● **Excerpted text**:

_ _ _ _ _ _ _

Two people holding hands

U.S. approves “milestone” Parkinson’s treatment for 2025 release

The treatment, which will be sold under the name Onapgo, is essentially a subcutaneous – under the skin – device that allows for continuous infusion of the dopamine agonist apomorphine hydrochloride to reduce ‘off’ episodes. These episodes are periods during the day and night when lepodova medication wears off and adverse motor-function symptoms become amplified. In trial, Onapgo significantly reduced these daily off episodes by an average of 2.47 hours, compared to the placebo treatment.

A doctor reviewing a prescription pad in a clinical setting for an article about non-opioid pain drug approval

FDA approves first non-opioid pain drug in more than 20 years

The FDA’s approval of Journavx (suzetrigine), a first-in-class non-opioid pain drug, marks the most significant shift in acute pain treatment in over two decades. Developed by Vertex Pharmaceuticals, the drug blocks a specific sodium channel in the peripheral nervous system, stopping pain signals before they reach the brain without engaging the opioid pathways linked to addiction and overdose. Two rigorous clinical trials confirmed its effectiveness for moderate to severe acute pain. With more than 500,000 opioid overdose deaths in the U.S. since 1999, this approval offers patients and doctors a genuinely new choice — one that treats real pain without the shadow of dependence.

Power lines

African nations commit to electricity for 300 million people by 2030

The heads of 30 African nations have endorsed a plan to provide “reliable, affordable and sustainable” electricity to 300 million people who currently do not have regular access across the continent over the next five years. The plan is expected not only to boost renewable energy and economic opportunity around the continent, but also support new jobs. The World Bank has committed $30 billion to the plan, while the AfDB pledged $10 billion. The Asia Infrastructure Investment Bank pledged $1 billion in financing, while the Islamic Development Bank committed $4.65 billion.

New Zealand's Taranaki Mounga

New Zealand mountain granted same legal rights as a person

Taranaki Mounga, the second-highest mountain on New Zealand’s North Island, and its surrounding peaks have been granted legal personhood, becoming the country’s third natural feature to gain the same rights, duties, and protections as individuals. The mountain region is of considerable cultural significance to Taranaki Māori and its designation of legal personhood is a long-awaited acknowledgment of their relationship to it. The mountain will also now be solely referred to officially by its Māori name, laying to rest its former colonial name, Mount Egmont.

School of fish

Marshall Islands protects ‘pristine’ Pacific corals with first marine sanctuary

The Marshall Islands government has announced it will protect an area of the Pacific Ocean described as one of the most “remote, pristine” marine ecosystems on Earth. The 18,500-square-mile marine sanctuary covers two of the country’s northernmost uninhabited atolls and the surrounding deep sea, and it is the first federal marine protected area (MPA) established by the Pacific Island nation. Fishing and other extractive activities will now be strictly forbidden, future-proofing the area against threats and formalizing protections.

Norwegian flag|Norway fjord

Norway is set to become the first country to fully transition to electric vehicles

Despite its vast oil and gas reserves, the Nordic country has long been recognized as a global leader in sustainable transportation. Its EV sales have increased from less than 1% of total auto sales in 2010 to a whopping 88.9% last year — and this trend doesn’t show any sign of slowing. Data published by the Norwegian Public Roads Administration found EVs accounted for more than 96% of new cars sold in the first few weeks of this year. It puts Norway within touching distance of going fully electric — realizing a non-binding goal that was first established by lawmakers back in 2017.

_ _ _ _ _ _ _

(Stored records)
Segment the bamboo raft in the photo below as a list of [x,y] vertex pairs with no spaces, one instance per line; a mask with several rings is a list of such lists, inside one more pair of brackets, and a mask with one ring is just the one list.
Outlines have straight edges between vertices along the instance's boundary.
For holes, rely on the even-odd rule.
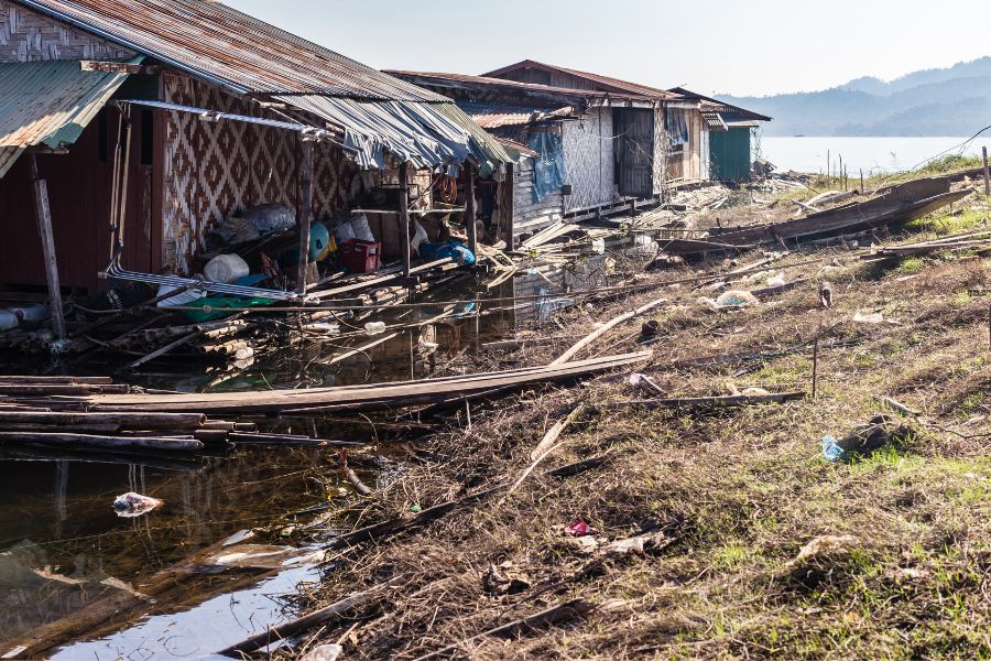
[[195,453],[238,444],[358,445],[273,434],[218,414],[325,414],[445,404],[574,379],[649,358],[649,351],[460,377],[336,388],[226,393],[149,391],[108,377],[0,377],[0,447],[43,445],[123,453]]
[[808,214],[785,223],[709,230],[707,238],[665,241],[669,254],[736,252],[769,243],[809,240],[861,230],[885,228],[921,218],[963,199],[971,191],[950,191],[947,177],[915,180],[892,187],[883,195]]

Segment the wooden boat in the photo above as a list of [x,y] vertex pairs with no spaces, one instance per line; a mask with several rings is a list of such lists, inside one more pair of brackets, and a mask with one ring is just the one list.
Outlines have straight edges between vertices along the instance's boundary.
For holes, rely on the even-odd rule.
[[765,243],[813,239],[852,234],[900,225],[921,218],[948,204],[960,201],[971,191],[949,189],[949,178],[916,180],[892,187],[883,195],[861,203],[809,214],[786,223],[748,227],[721,227],[709,230],[707,239],[674,239],[662,245],[669,254],[733,252]]

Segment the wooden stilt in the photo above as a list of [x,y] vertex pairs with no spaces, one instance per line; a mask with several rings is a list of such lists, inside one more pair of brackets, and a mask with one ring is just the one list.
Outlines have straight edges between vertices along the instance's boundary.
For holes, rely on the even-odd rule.
[[466,173],[468,187],[465,192],[465,232],[468,235],[468,250],[471,251],[471,254],[478,254],[478,228],[475,224],[477,215],[475,208],[475,171],[467,164],[465,169],[468,171]]
[[34,208],[37,216],[37,234],[42,240],[45,277],[48,281],[48,305],[55,337],[65,339],[65,317],[62,314],[62,290],[58,285],[58,261],[55,258],[55,235],[52,231],[52,209],[48,207],[48,186],[39,177],[37,159],[31,154],[31,181],[34,183]]
[[309,224],[313,221],[313,142],[301,143],[303,162],[300,166],[300,273],[296,291],[306,293],[306,275],[309,264]]
[[403,277],[410,277],[410,182],[406,164],[400,165],[400,234],[403,237]]

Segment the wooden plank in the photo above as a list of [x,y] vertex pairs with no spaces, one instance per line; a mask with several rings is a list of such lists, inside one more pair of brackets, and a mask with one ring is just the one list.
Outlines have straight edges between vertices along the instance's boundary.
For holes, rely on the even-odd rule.
[[304,139],[300,143],[300,270],[296,274],[296,291],[306,293],[309,268],[309,225],[313,221],[313,141]]
[[102,411],[197,411],[197,412],[277,412],[331,405],[404,407],[412,403],[443,401],[450,397],[508,387],[522,387],[542,381],[568,379],[614,369],[642,361],[651,351],[609,356],[556,366],[524,368],[504,372],[486,372],[467,377],[368,383],[334,388],[273,390],[266,392],[216,392],[176,394],[91,395],[74,401]]
[[30,155],[31,181],[34,183],[34,210],[37,234],[45,260],[45,278],[48,281],[48,307],[55,337],[65,339],[65,315],[62,310],[62,288],[58,282],[58,261],[55,257],[55,234],[52,230],[52,209],[48,206],[48,184],[37,174],[37,159]]
[[399,201],[399,224],[400,236],[403,238],[403,275],[410,277],[410,182],[406,171],[406,163],[400,165],[400,201]]

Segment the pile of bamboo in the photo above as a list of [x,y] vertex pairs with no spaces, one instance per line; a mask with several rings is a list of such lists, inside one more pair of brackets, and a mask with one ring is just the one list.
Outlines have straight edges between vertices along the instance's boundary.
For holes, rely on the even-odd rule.
[[96,411],[85,405],[85,398],[97,394],[154,393],[109,377],[0,377],[0,446],[190,453],[246,443],[350,445],[262,433],[255,423],[215,420],[196,411]]

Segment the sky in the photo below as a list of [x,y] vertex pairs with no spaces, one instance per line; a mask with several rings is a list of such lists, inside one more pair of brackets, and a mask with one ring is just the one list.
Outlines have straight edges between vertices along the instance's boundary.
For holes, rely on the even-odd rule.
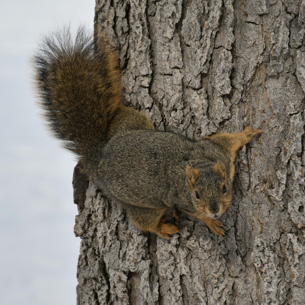
[[75,157],[39,116],[31,57],[44,34],[93,29],[94,0],[2,1],[0,18],[0,304],[76,303]]

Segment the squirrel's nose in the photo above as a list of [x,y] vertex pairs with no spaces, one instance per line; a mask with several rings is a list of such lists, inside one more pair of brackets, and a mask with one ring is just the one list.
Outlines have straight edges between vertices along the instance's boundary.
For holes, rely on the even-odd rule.
[[219,207],[217,203],[212,203],[210,205],[209,209],[211,213],[217,213],[219,210]]

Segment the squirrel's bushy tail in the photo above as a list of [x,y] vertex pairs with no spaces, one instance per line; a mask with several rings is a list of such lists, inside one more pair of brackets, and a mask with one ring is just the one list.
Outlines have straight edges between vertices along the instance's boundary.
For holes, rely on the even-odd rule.
[[84,28],[73,37],[67,27],[45,37],[34,58],[51,130],[65,148],[95,160],[121,100],[118,61],[102,45]]

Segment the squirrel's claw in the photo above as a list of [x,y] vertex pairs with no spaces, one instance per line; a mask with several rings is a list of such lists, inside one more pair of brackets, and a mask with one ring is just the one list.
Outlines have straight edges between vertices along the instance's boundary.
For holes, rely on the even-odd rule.
[[226,231],[221,228],[223,225],[222,221],[213,218],[207,218],[204,221],[212,233],[221,236],[224,236],[226,235]]
[[162,218],[159,224],[158,234],[163,238],[170,238],[179,231],[178,227],[165,218]]

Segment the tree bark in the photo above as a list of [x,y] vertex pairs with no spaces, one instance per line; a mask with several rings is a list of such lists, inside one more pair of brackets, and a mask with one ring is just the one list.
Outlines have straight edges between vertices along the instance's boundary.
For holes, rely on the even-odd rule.
[[125,103],[157,129],[263,131],[239,152],[225,237],[182,212],[170,240],[143,234],[76,170],[77,304],[304,305],[305,0],[98,0],[95,14]]

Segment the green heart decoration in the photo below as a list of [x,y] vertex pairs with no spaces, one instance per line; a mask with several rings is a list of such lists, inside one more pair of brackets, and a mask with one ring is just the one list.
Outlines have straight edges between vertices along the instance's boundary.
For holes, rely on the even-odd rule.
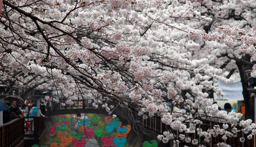
[[158,146],[158,142],[153,140],[149,142],[149,141],[145,141],[143,142],[143,147],[157,147]]
[[64,118],[63,117],[63,118],[62,118],[62,119],[60,119],[60,120],[65,120],[65,121],[66,121],[66,120],[68,121],[68,119],[67,118]]
[[55,129],[55,133],[56,133],[58,132],[58,131],[60,131],[62,132],[65,132],[66,131],[66,129],[63,128],[57,128]]
[[82,135],[81,135],[81,134],[71,134],[70,135],[73,137],[73,138],[77,138],[78,139],[80,139],[82,138]]
[[92,116],[92,119],[93,120],[96,120],[98,118],[98,115],[95,115]]
[[110,136],[110,135],[112,135],[113,136],[114,136],[114,135],[112,133],[104,133],[102,134],[102,136],[107,136],[107,137],[108,137],[109,136]]
[[94,129],[94,132],[95,133],[95,135],[97,137],[100,137],[104,132],[104,130],[102,129]]
[[117,122],[119,121],[119,118],[118,117],[116,117],[115,119],[112,119],[112,122]]

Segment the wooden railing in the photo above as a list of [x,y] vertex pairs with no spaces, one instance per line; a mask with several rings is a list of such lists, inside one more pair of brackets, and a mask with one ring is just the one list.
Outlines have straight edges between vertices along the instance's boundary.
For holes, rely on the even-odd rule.
[[16,119],[0,126],[0,146],[17,146],[24,141],[24,120]]
[[[118,113],[123,114],[124,115],[128,116],[128,117],[131,118],[131,115],[136,115],[135,113],[131,112],[127,108],[119,108],[118,109]],[[135,115],[134,115],[135,116]],[[141,124],[141,126],[151,131],[154,134],[162,134],[165,131],[170,131],[170,128],[168,127],[167,125],[161,122],[160,118],[158,117],[152,117],[152,118],[148,118],[147,119],[143,119],[142,117],[139,117],[137,115],[133,118],[139,118],[139,121]],[[220,127],[222,127],[223,123],[219,122],[218,120],[213,120],[209,119],[199,119],[203,122],[203,124],[205,125],[197,125],[196,128],[199,128],[202,129],[203,131],[207,131],[208,129],[213,128],[212,126],[215,125],[219,125]],[[187,128],[189,127],[189,124],[186,124]],[[217,147],[217,144],[219,142],[225,142],[227,144],[230,145],[232,147],[254,147],[255,140],[254,139],[255,136],[253,136],[253,138],[250,140],[246,140],[243,143],[241,142],[240,141],[240,138],[241,137],[243,137],[246,138],[247,136],[250,134],[243,134],[243,131],[241,131],[243,128],[240,127],[239,124],[237,125],[237,128],[238,130],[240,130],[237,133],[237,137],[236,138],[229,138],[228,137],[228,139],[226,140],[223,140],[222,139],[223,135],[219,135],[216,137],[213,137],[212,136],[209,139],[209,142],[206,142],[204,141],[205,138],[203,136],[200,137],[196,133],[185,134],[184,133],[180,133],[178,131],[175,131],[175,133],[178,134],[183,134],[185,135],[186,136],[189,136],[191,137],[191,140],[196,139],[198,141],[199,144],[203,144],[206,146],[210,147]],[[232,129],[230,127],[228,129]],[[156,135],[154,136],[156,136]],[[190,144],[189,146],[196,146],[192,144]]]
[[25,127],[23,130],[24,137],[34,138],[39,139],[45,129],[45,117],[24,117]]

_ _ _ _ _ _ _

Reproduce, word for word, the portion of the news roundup above from "New Zealand mountain" to "name, Mount Egmont.".

● **Result of this exercise**:
New Zealand mountain granted same legal rights as a person

Taranaki Mounga, the second-highest mountain on New Zealand’s North Island, and its surrounding peaks have been granted legal personhood, becoming the country’s third natural feature to gain the same rights, duties, and protections as individuals. The mountain region is of considerable cultural significance to Taranaki Māori and its designation of legal personhood is a long-awaited acknowledgment of their relationship to it. The mountain will also now be solely referred to officially by its Māori name, laying to rest its former colonial name, Mount Egmont.